Aim of the exercise: Give the number of lines in the material below that include "arched", and write nothing else.

---*---

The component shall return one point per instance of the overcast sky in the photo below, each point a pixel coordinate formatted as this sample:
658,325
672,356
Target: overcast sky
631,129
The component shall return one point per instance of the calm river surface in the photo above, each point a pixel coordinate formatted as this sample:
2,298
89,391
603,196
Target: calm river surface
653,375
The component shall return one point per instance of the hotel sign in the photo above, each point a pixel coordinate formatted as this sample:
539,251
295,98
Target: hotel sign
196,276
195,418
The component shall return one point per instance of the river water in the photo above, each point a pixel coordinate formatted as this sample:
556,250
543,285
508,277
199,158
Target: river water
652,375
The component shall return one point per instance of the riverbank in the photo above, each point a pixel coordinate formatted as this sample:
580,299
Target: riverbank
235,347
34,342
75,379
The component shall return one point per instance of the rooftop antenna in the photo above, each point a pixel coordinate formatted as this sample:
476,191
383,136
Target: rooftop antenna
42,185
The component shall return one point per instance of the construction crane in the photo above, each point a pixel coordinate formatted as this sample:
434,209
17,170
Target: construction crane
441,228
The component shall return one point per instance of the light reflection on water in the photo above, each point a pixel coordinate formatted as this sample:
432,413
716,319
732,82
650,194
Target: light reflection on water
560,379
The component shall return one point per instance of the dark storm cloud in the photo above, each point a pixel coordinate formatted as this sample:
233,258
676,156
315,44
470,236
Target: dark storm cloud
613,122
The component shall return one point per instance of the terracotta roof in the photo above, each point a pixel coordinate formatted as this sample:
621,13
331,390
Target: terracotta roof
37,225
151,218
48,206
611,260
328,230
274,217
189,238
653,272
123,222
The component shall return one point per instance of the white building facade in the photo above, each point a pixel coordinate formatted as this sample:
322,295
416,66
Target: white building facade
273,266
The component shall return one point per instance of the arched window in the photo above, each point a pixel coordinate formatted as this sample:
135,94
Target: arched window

---*---

Answer space: 2